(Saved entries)

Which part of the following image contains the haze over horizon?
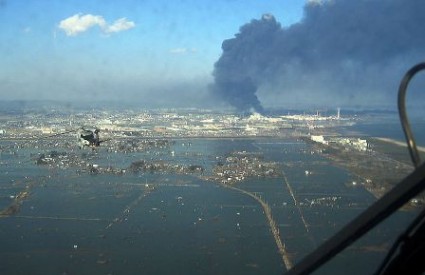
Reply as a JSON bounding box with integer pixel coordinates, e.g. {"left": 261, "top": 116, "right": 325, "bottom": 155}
{"left": 1, "top": 0, "right": 424, "bottom": 111}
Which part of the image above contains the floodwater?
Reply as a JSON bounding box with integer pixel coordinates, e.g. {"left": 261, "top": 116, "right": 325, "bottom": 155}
{"left": 0, "top": 136, "right": 418, "bottom": 274}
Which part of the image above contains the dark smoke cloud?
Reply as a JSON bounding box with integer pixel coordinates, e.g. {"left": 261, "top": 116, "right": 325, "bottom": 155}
{"left": 211, "top": 0, "right": 425, "bottom": 111}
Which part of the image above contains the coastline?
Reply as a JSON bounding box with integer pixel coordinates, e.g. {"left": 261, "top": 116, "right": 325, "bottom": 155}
{"left": 375, "top": 137, "right": 425, "bottom": 153}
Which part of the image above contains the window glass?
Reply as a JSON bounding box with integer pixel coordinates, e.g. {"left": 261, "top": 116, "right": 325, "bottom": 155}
{"left": 0, "top": 1, "right": 423, "bottom": 274}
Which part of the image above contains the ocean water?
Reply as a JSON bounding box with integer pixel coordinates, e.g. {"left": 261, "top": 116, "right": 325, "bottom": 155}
{"left": 0, "top": 134, "right": 419, "bottom": 274}
{"left": 344, "top": 114, "right": 425, "bottom": 147}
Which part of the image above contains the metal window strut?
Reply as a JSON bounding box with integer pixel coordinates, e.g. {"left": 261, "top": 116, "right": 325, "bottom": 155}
{"left": 398, "top": 62, "right": 425, "bottom": 168}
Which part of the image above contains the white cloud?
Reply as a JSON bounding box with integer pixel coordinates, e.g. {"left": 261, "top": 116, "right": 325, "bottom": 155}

Task to carry out >>
Pictures aside, write out all of the records exactly.

Completed exercise >>
Which part of the following image contains the haze over horizon?
Reply as a JSON bounding box with integer pixel coordinates, e.g. {"left": 261, "top": 116, "right": 325, "bottom": 155}
{"left": 1, "top": 0, "right": 424, "bottom": 111}
Which part of the image above contains the floodwater?
Reply as a JSON bounding box with integer pixel coordinates, e.g. {"left": 261, "top": 116, "right": 325, "bottom": 155}
{"left": 0, "top": 136, "right": 418, "bottom": 274}
Which part of the image above contains the dark smoke cloud?
Reply as a JSON bounding box with integer pixel coordinates, e.g. {"left": 261, "top": 116, "right": 325, "bottom": 155}
{"left": 211, "top": 0, "right": 425, "bottom": 111}
Which part of the image above contains the coastline?
Reply as a JSON bounding box with integer pixel coordinates, e.g. {"left": 261, "top": 116, "right": 325, "bottom": 155}
{"left": 375, "top": 137, "right": 425, "bottom": 153}
Which part of the image above contains the window glass?
Reply as a JSON bounding box with integer pixel coordinates, e.g. {"left": 261, "top": 116, "right": 325, "bottom": 155}
{"left": 0, "top": 1, "right": 423, "bottom": 274}
Which part of the image above contains the ocean water?
Reply as a JSON bounding box with integer pixel coordinates, e.g. {"left": 261, "top": 116, "right": 325, "bottom": 155}
{"left": 0, "top": 134, "right": 419, "bottom": 274}
{"left": 344, "top": 114, "right": 425, "bottom": 147}
Which part of the image above contains the metal window strut?
Reply as a JSON bounding box with integer pixel coordinates, e.g. {"left": 261, "top": 116, "right": 325, "bottom": 155}
{"left": 398, "top": 62, "right": 425, "bottom": 168}
Which part of the image above contains the white cloud?
Reply as a JSON bounding box with integer pixel coordinates, e.g. {"left": 261, "top": 116, "right": 325, "bottom": 155}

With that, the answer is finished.